Thank you for asking such an important question. As I begin to answer it, I realize it is so central to the practice of any expressive arts therapy, that only a very long answer can begin to capture its complexity. My answer pertains to art therapy, so I hope others more knowledgeable in the modalities of dance, music, drama, poetry, will contrast their answer to mine. The following is the product of some graduate research I did with Pat Allen, and much of it is derived from her writing. Martin Perdoux
The ritualistic and formal qualities of the classical psychoanalytical session present a very specific set of circumstances that most art therapy sessions do not have. The art therapist often work within the client’s personal physical space when assistance is needed, and most of art therapy interactions are easily seen as casual.
In A consideration of transference in art therapy (1988, American Journal of Art Therapy, 26, 113-118), Pat Allen noted that almost all art therapy drew on psychoanalytic personality theory, but that only some art therapists, like Margaret Naumburg, used psychoanalysis and the promotion of transference as a method. Allen, who worked several years with Naumburg, explains that Naumburg had her clients bring in artwork they made at home, and that this allowed her to work in the interpersonally-oriented style of Sullivan, Horney, and Fromm.
It would be ill-advised to promote transference in most art therapy practices, because the therapist is present during the art making, and cannot maintain the analyst’s neutrality and anonymity. In Allen’s words, art-making and analysis of transference are too different to be combined without leading to simplification and distortion.
Unfortunately, many art therapists dilute the definition of clinical transference into a benign description of therapeutic alliance, often using the term transference when they don’t like an aspect of themselves that has been exposed and amplified by a client.
The intensity of transference is “quasi-psychotic” (Waelder, Basic Theory if Psychoanalysis, 1971) and it needs to be contained by the formal quality of classical psychoanalysis. Allen illustrates the destructive potential of the promotion of transference in art therapy in a situation where the client feels sudden humiliation at the realization that infantile feelings are influencing him or her, even as an adult. If the art therapist encourages the client to express the feelings, they will need to be contained. If, as the transference may have indicated, the art therapist is subject to certain weaknesses, he/she may not be able to contain the feelings. “What then?” Allen asks (p.115). If the feelings expressed fit the art therapist’s needs, it will be an open invitation for a breach of ethics.

SOURCE DATA:

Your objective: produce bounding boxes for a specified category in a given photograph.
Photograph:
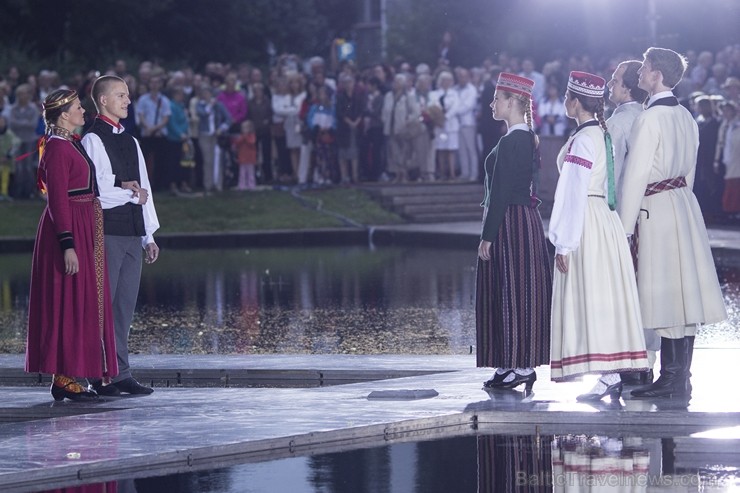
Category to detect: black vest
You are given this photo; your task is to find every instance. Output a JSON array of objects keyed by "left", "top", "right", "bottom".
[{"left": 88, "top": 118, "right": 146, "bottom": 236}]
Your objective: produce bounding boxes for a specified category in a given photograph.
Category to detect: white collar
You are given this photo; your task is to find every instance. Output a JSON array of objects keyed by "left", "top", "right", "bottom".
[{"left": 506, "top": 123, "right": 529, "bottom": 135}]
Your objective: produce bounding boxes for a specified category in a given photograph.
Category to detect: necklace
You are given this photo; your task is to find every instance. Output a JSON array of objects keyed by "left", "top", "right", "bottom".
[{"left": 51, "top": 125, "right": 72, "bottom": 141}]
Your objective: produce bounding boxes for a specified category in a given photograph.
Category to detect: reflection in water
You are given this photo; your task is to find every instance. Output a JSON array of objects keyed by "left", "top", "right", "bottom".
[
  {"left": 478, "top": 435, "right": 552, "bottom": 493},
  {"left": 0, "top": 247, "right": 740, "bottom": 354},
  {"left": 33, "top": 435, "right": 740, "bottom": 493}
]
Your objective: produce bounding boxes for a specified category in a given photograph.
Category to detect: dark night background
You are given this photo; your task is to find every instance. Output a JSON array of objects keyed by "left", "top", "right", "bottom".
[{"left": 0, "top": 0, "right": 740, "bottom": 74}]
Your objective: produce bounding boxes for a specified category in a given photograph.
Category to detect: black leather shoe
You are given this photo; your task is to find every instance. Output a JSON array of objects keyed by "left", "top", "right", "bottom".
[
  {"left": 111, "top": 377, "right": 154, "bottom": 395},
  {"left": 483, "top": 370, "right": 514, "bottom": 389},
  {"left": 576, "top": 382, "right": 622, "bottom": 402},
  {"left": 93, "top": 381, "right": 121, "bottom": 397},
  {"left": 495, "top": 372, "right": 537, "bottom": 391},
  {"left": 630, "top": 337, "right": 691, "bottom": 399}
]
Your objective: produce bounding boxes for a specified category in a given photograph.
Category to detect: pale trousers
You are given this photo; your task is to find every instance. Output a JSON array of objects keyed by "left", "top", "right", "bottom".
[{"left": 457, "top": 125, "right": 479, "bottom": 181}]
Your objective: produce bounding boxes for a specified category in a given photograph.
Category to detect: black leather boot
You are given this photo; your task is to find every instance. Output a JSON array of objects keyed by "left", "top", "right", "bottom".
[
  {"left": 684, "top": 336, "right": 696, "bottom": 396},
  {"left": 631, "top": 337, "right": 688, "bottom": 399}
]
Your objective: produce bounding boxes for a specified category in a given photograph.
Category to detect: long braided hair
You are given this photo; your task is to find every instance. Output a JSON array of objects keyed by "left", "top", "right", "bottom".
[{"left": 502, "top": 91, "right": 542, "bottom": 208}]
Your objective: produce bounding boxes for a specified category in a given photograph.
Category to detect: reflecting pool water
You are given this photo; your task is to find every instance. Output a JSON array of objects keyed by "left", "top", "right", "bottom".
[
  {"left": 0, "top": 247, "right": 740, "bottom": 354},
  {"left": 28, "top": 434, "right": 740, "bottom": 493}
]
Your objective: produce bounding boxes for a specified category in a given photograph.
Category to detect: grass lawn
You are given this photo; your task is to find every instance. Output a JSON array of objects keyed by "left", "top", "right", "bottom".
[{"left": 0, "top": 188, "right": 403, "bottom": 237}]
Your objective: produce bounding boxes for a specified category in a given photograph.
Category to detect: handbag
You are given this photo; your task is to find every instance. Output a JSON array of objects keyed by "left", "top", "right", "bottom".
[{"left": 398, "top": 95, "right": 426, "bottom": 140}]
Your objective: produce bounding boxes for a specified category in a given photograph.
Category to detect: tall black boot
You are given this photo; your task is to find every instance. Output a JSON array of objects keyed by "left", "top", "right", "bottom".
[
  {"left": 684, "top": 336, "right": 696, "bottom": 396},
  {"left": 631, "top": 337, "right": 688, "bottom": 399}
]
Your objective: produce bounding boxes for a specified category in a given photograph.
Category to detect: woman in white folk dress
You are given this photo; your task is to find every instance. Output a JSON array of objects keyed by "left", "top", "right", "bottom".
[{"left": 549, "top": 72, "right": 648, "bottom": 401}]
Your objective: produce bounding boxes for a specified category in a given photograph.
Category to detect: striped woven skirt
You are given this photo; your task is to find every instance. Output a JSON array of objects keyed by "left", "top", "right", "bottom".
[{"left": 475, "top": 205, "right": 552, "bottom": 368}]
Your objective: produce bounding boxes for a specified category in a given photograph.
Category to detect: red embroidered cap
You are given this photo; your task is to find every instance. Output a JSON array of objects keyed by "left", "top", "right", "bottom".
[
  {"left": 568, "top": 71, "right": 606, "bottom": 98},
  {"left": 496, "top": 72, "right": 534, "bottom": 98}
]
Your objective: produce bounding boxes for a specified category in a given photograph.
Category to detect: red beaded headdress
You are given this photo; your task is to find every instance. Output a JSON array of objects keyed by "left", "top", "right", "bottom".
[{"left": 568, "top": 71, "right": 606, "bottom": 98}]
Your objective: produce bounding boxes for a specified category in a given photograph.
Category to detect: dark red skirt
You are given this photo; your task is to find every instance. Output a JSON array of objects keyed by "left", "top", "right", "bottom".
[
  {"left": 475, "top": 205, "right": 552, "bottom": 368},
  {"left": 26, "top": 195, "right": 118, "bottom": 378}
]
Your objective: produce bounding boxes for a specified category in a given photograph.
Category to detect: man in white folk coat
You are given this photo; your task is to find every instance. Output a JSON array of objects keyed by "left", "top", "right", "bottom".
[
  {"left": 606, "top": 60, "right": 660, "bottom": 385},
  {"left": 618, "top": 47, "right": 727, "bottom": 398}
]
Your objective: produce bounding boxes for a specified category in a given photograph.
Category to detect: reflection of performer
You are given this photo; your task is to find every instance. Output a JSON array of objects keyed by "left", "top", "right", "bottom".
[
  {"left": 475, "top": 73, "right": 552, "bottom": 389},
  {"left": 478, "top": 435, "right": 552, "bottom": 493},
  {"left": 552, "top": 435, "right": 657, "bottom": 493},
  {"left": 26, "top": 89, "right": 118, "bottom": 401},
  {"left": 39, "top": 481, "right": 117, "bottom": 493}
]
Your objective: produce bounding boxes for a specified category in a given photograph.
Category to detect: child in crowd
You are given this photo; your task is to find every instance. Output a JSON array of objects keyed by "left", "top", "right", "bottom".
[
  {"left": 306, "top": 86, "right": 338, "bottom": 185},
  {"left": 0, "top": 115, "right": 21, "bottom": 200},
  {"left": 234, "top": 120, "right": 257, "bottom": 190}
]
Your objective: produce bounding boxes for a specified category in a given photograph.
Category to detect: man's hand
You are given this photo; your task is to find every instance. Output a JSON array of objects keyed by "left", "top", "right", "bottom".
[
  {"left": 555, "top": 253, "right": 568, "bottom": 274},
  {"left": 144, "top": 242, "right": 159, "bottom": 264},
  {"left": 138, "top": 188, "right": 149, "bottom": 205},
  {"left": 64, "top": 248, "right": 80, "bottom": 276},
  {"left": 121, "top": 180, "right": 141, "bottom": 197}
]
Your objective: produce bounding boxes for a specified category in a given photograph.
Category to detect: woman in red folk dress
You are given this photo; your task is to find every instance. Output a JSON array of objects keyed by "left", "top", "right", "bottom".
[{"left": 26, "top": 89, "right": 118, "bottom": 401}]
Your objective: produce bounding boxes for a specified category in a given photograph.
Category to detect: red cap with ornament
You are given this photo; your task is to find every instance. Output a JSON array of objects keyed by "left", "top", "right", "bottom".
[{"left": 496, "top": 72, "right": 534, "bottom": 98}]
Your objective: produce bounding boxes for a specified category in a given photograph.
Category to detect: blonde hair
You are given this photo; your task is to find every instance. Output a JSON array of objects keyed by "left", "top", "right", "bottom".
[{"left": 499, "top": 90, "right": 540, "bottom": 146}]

---

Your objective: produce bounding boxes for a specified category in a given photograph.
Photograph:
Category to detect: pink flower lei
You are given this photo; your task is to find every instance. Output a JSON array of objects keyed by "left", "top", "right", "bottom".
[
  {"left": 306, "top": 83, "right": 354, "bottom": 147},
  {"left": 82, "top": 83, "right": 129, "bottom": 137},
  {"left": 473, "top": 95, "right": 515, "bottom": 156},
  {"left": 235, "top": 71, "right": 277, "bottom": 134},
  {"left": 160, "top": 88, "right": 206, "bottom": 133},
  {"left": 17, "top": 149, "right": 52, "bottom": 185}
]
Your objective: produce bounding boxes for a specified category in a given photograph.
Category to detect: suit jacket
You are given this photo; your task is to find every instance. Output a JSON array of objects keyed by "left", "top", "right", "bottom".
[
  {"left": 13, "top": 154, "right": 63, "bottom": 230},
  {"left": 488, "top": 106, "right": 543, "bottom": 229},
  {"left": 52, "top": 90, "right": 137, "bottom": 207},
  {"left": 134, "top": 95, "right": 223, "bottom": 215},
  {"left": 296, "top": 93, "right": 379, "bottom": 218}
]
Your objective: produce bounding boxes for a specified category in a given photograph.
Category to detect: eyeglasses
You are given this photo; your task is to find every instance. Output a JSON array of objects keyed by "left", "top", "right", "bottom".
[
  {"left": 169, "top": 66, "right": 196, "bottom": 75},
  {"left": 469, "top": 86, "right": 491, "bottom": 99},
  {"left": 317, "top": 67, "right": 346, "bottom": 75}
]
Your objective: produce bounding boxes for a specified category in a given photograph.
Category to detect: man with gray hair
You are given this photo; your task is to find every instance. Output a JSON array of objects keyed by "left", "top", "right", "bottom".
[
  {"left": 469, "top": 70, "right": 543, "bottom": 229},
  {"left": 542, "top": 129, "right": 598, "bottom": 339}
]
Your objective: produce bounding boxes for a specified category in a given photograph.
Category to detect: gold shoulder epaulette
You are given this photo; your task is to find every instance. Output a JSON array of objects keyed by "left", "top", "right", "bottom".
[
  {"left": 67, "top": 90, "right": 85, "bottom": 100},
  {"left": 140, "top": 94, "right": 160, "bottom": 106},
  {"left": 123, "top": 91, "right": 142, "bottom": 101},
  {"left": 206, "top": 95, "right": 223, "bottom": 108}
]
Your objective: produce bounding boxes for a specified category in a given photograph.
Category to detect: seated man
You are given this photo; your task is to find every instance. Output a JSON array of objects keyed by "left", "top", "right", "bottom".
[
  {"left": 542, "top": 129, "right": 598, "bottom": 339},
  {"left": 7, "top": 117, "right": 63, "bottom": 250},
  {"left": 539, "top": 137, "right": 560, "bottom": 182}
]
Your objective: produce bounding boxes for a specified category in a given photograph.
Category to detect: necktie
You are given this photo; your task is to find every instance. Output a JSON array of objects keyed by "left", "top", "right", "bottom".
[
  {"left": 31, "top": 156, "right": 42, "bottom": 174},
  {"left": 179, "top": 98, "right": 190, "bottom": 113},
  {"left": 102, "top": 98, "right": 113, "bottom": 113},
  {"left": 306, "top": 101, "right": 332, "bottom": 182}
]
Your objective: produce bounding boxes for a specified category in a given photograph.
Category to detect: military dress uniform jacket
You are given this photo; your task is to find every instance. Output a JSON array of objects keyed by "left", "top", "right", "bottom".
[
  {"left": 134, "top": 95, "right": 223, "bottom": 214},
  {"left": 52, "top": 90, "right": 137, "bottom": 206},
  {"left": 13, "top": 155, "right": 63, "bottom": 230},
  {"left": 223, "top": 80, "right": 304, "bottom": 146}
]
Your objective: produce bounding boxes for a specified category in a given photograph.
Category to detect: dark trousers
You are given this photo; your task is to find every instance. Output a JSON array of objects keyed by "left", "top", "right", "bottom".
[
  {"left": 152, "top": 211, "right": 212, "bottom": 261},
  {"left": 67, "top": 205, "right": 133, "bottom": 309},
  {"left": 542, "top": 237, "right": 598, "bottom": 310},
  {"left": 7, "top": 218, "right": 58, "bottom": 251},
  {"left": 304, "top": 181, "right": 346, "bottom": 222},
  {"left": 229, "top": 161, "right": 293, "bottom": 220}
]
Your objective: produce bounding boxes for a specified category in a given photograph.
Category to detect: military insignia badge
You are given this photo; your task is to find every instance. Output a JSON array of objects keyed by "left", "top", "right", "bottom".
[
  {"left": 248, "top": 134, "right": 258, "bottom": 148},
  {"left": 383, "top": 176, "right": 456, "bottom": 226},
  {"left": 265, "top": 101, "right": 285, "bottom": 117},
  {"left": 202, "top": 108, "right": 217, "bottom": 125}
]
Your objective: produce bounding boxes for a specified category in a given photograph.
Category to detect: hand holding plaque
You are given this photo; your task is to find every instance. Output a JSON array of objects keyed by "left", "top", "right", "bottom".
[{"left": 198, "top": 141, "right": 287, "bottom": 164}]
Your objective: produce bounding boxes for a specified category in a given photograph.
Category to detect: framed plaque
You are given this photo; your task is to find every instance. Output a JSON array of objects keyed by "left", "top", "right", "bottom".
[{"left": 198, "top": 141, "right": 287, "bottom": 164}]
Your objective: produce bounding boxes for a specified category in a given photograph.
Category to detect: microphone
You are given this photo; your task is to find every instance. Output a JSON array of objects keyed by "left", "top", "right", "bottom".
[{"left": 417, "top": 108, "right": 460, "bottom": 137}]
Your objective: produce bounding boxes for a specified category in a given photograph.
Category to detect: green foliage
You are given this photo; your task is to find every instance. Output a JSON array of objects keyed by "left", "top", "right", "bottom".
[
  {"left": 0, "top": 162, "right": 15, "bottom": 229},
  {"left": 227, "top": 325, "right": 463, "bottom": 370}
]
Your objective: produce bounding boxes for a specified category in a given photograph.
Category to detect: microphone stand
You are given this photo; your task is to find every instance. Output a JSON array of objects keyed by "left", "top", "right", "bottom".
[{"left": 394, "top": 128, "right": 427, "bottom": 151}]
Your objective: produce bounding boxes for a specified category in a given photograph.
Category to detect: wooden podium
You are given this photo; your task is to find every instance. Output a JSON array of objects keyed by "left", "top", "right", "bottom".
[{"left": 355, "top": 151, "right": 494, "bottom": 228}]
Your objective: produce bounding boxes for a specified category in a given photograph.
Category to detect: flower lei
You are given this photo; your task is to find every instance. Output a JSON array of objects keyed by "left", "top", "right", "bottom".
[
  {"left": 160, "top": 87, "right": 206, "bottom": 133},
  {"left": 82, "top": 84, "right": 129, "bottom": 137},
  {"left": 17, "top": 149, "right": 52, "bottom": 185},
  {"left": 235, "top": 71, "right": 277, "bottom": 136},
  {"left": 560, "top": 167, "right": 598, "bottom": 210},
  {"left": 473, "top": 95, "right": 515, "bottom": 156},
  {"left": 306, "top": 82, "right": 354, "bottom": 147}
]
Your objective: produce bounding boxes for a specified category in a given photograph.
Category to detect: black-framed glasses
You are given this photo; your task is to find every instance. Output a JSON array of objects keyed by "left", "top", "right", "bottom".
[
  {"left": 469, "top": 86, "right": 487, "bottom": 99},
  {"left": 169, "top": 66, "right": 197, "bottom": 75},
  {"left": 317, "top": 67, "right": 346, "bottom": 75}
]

--

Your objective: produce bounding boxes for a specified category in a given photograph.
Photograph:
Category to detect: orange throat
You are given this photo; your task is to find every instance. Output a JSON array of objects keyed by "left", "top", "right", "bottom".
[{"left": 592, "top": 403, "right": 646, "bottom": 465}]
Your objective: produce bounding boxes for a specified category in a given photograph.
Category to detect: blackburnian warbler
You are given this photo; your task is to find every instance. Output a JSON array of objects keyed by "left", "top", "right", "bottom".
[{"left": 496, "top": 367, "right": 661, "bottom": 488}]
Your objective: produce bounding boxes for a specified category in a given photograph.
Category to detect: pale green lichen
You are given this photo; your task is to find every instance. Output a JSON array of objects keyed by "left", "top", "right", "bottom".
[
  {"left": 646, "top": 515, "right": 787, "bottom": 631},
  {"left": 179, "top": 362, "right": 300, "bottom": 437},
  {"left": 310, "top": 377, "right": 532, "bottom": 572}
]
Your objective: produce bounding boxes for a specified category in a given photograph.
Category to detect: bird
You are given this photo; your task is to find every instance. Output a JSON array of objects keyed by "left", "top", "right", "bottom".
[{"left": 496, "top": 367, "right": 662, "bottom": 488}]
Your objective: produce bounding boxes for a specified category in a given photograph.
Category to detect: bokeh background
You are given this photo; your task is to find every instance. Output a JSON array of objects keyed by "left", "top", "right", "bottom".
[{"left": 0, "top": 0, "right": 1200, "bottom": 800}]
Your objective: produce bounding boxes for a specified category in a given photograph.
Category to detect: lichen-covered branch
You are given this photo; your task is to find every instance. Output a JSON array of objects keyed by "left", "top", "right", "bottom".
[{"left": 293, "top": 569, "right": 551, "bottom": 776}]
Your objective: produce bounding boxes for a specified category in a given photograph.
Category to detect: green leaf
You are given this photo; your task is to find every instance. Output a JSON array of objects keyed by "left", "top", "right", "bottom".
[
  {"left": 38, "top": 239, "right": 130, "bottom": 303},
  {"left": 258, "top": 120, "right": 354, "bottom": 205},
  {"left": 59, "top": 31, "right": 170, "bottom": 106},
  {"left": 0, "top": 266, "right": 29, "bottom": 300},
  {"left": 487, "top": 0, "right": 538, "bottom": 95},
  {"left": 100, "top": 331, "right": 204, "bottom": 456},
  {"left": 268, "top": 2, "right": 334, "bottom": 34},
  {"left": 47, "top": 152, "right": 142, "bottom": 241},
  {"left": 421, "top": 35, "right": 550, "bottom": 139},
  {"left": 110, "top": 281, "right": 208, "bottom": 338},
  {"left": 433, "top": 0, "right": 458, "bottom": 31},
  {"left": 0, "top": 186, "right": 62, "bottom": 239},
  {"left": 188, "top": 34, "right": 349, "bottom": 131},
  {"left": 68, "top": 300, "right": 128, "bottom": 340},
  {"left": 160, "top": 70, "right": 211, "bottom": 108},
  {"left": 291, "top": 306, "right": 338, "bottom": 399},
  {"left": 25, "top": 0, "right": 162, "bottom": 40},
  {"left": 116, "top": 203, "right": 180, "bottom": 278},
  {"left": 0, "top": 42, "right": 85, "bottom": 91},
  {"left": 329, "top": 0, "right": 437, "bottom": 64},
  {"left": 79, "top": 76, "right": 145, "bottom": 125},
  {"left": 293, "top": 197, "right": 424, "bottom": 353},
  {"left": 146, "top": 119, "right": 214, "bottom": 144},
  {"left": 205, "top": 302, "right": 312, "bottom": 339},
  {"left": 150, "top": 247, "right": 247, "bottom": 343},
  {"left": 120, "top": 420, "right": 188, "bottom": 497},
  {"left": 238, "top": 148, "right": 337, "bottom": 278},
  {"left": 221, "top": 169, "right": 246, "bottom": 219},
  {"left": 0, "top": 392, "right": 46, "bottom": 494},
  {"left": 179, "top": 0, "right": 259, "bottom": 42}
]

PARTS OF THE EXERCISE:
a) In the text on transference in art therapy, what did Margaret Naumburg have her clients bring in?
b) Output the passage of the text on transference in art therapy from "Thank you for" up to and including "seen as casual.".
c) Go on with the text on transference in art therapy, starting right after its last sentence.
The entries come from a source unrelated to the text on transference in art therapy.

ANSWERS:
a) Artwork they made at home.

b)
Thank you for asking such an important question. As I begin to answer it, I realize it is so central to the practice of any expressive arts therapy, that only a very long answer can begin to capture its complexity. My answer pertains to art therapy, so I hope others more knowledgeable in the modalities of dance, music, drama, poetry, will contrast their answer to mine. The following is the product of some graduate research I did with Pat Allen, and much of it is derived from her writing. Martin Perdoux
The ritualistic and formal qualities of the classical psychoanalytical session present a very specific set of circumstances that most art therapy sessions do not have. The art therapist often work within the client’s personal physical space when assistance is needed, and most of art therapy interactions are easily seen as casual.

c)
The alternative is that the primary relationship exist between the client and his/her artwork, instead of between the client and therapist (Allen, p.115). The client is having a relationship with his/her self via the art. What should be developed between the client and therapist is a therapeutic alliance, on a conscious level, like Edith Kramer’s “area of relaxed tension between mother and child” or Winnicott’s “neutral space protected by the mother’s quiet availability” (Kramer, Childhood and Art Therapy, 1979).
In art therapy, some conversation is initially necessary to allow for an appropriate selection of materials. Allen explains that once the art making has started, the art therapist’s role is to promote the art process (p.116). When transferential material appears in the artwork, the technical requirements of complex art making processes can help clients work through it. Allen explains that by providing “an anchor in reality,” “allowing consciousness a role in the expression of the unconscious content,” and “slowing the emergence of unconscious material,” technical requirements make it less likely that the client will be overwhelmed by that unconscious material (p.116). Should the client need help in the proper use of art materials, the therapist is also there to give instructions. Allen concludes: “In this way the client is engaged at a conscious level in the art process. . . The environment itself urges the process into being (p.116).
Now that we have established the primary relationship should exist between the client and the artwork, let’s note that as any relationship, the relationship with an image is a mutual one. Shaun McNiff, quoting Rudolf Arnheim, reminds us that “the essence of the engagement is not what we do to the image, but what it does to us.”